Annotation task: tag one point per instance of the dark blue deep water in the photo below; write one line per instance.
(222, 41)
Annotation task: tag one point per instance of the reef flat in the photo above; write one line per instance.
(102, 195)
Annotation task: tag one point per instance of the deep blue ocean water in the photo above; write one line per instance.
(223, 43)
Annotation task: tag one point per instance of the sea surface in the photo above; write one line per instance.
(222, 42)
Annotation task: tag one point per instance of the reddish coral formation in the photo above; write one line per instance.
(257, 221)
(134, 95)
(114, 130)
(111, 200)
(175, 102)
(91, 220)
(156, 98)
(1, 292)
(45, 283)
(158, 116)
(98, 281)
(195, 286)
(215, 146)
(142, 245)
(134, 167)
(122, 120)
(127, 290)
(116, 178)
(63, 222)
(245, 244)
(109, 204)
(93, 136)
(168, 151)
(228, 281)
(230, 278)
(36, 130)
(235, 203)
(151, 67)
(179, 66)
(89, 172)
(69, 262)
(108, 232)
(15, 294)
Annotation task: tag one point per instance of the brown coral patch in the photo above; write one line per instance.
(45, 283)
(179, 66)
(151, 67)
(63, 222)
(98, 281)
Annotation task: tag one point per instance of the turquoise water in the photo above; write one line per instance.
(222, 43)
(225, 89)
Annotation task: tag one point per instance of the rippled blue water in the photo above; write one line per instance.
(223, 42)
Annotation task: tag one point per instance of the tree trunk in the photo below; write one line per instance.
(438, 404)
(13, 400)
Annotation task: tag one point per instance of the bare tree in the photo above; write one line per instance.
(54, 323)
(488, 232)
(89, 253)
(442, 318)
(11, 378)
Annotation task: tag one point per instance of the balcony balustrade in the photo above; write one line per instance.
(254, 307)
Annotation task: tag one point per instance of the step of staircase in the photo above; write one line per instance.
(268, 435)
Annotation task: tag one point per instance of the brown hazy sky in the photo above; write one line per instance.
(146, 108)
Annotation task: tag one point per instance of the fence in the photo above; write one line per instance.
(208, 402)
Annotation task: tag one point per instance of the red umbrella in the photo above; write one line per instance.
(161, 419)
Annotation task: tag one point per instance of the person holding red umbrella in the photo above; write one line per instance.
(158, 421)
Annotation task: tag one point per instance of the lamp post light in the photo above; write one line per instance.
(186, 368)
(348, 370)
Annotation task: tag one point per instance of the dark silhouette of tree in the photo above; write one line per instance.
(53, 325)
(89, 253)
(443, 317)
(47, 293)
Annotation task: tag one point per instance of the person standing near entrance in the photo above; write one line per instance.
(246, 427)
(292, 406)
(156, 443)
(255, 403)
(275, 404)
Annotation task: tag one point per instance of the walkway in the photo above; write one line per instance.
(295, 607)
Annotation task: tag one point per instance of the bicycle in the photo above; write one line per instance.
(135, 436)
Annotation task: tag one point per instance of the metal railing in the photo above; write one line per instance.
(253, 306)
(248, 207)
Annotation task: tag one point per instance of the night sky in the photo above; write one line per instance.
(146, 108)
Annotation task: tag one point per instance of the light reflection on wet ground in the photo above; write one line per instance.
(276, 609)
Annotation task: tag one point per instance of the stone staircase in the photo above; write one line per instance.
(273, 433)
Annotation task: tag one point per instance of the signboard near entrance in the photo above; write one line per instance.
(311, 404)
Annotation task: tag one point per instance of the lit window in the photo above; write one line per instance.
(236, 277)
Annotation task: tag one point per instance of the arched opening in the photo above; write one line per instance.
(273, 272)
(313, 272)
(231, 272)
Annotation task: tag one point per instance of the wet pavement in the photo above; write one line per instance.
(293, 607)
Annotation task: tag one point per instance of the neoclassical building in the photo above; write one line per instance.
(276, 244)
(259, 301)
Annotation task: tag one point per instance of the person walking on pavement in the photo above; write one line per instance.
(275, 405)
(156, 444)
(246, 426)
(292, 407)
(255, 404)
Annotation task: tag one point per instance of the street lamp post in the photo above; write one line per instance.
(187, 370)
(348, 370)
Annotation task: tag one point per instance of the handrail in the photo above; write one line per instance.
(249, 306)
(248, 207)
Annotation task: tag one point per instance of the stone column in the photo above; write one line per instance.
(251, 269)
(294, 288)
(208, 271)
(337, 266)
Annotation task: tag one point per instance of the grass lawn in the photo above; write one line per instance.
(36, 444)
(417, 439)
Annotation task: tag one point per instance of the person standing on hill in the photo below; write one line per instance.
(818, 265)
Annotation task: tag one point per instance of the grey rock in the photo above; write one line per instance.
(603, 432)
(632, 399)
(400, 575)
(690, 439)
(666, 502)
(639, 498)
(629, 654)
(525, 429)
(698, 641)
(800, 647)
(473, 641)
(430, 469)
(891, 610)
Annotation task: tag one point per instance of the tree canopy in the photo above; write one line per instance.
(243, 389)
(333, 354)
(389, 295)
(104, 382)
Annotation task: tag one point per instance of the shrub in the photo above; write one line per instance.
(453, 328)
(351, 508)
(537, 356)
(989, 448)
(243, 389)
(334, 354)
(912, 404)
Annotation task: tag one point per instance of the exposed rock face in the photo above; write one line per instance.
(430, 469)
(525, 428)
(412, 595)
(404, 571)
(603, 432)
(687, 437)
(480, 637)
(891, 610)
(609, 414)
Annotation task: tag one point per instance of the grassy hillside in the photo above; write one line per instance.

****************************************

◆ **What is needed**: Could you reproduce all of the entries above exactly?

◆ **Response to the task**:
Annotation task: tag one point per instance of the dark blue deep water in the photo below; write one line per instance.
(222, 41)
Annotation task: tag one point per instance of the reef flat in the photo above; write one line per instance.
(102, 195)
Annotation task: tag one point per instance of the deep blue ocean water in the photo above; write one line per instance.
(223, 43)
Annotation task: tag one point per instance of the sea surface in the photo above; write one line per instance.
(222, 42)
Annotation task: tag one point per instance of the reddish coral formation in the photo above; write one line per instance.
(257, 221)
(134, 95)
(114, 130)
(111, 200)
(175, 102)
(91, 220)
(156, 98)
(1, 292)
(45, 283)
(158, 116)
(98, 281)
(195, 286)
(215, 146)
(142, 245)
(134, 167)
(122, 120)
(127, 290)
(116, 178)
(63, 222)
(245, 244)
(109, 204)
(93, 136)
(168, 151)
(228, 281)
(230, 278)
(36, 130)
(235, 203)
(151, 67)
(179, 66)
(89, 172)
(69, 262)
(108, 232)
(15, 294)
Annotation task: tag one point per instance of the brown coral patch in the photo above; write one line per instance.
(45, 283)
(179, 66)
(151, 67)
(63, 222)
(98, 281)
Annotation task: tag one point per instance of the turquoise water in the photo above; write one line per instance.
(222, 43)
(225, 89)
Annotation task: tag one point per instance of the rippled blue water in the photo above; write one line per instance.
(223, 42)
Annotation task: tag one point per instance of the tree trunk in the photo below; write one line per instance.
(438, 404)
(13, 400)
Annotation task: tag one point per instance of the bare tree in the photo above; write one line per instance.
(54, 323)
(488, 232)
(89, 253)
(442, 318)
(11, 378)
Annotation task: tag one point per instance of the balcony balustrade in the photo above; write one line per instance.
(254, 307)
Annotation task: tag one point per instance of the step of staircase in the photo above; write one line per instance.
(268, 435)
Annotation task: tag one point per instance of the brown hazy sky in the photo above; write one line per instance.
(146, 108)
Annotation task: tag one point per instance of the fence in the photo above; write one line per instance.
(208, 402)
Annotation task: tag one point per instance of the red umbrella in the photo above; write one line per instance.
(161, 419)
Annotation task: tag one point per instance of the person holding red umbrella in the photo above; write one line per instance.
(158, 421)
Annotation task: tag one point per instance of the lamp post light in the photo above; write one line per instance.
(186, 368)
(348, 370)
Annotation task: tag one point per instance of the dark silhouette of tree in the photo above; write one line per instance.
(53, 325)
(89, 253)
(443, 317)
(47, 293)
Annotation task: tag one point per instance of the person standing near entrance in the photo above; write one line per instance.
(246, 427)
(292, 406)
(156, 443)
(255, 403)
(275, 404)
Annotation task: tag one point per instance of the walkway in the photo above; write one line per instance.
(295, 607)
Annotation task: tag one point per instance of the bicycle in the photo above; write one line per instance.
(135, 436)
Annotation task: tag one point per instance of the metal railing in the photo above; write one line per instance.
(253, 306)
(248, 207)
Annotation task: tag one point per instance of the night sky in the photo above; write one line per instance.
(146, 108)
Annotation task: tag one point per instance of the light reflection on wet ground in the photo above; write one line per instance.
(276, 609)
Annotation task: tag one point per instance of the stone staircase in the photo above; write one line per instance.
(273, 433)
Annotation task: tag one point per instance of the signboard near entrance in the photo above; write one line per instance.
(311, 404)
Annotation task: tag one point per instance of the lit window in the photo above; write one line per instance.
(236, 277)
Annotation task: tag one point per instance of the arched opening in the photo above; write one line per instance.
(273, 272)
(313, 272)
(231, 272)
Annotation task: tag one point per instance of the wet pavement in the photo above; write one line per instance.
(293, 607)
Annotation task: tag one point per instance of the neoclassical building in the photo above; write one line per instance.
(276, 244)
(259, 301)
Annotation task: tag one point per instance of the person walking on pavement in the photo above; write one line per instance.
(275, 405)
(156, 444)
(246, 426)
(292, 407)
(255, 404)
Annotation task: tag one point per instance of the street lamp post in the photo above; write one line per instance.
(187, 370)
(348, 370)
Annotation task: tag one point per instance of the handrail in the photo above; write one line per instance.
(249, 306)
(248, 207)
Annotation task: tag one point per instance of the stone column in the photo above; write one line per instance.
(251, 269)
(294, 288)
(208, 271)
(337, 266)
Annotation task: tag one point per instance of the grass lawn in the photo above; write one line per instance.
(36, 444)
(417, 439)
Annotation task: tag one point per instance of the person standing on hill in the photo below; write one line per instance.
(818, 265)
Annotation task: tag one point per instance of the grey rock in the photo above; write one line per instance.
(603, 432)
(632, 399)
(400, 575)
(690, 439)
(666, 502)
(639, 498)
(629, 654)
(525, 429)
(698, 641)
(800, 647)
(473, 641)
(430, 469)
(891, 610)
Annotation task: tag one point per instance of the tree canopy in the photo above; write one line per instance.
(243, 389)
(333, 354)
(389, 295)
(104, 382)
Annotation task: tag one point per instance of the shrub in the photo above; write one line per instance.
(453, 328)
(351, 508)
(537, 356)
(989, 448)
(243, 389)
(334, 354)
(912, 404)
Annotation task: tag one point per instance of the exposed rock face in the photo above; write one line per instance.
(430, 469)
(525, 428)
(412, 595)
(404, 571)
(603, 432)
(687, 437)
(480, 637)
(891, 610)
(609, 414)
Annotation task: tag one point per instance of the grassy hillside in the photo above; write one line per instance.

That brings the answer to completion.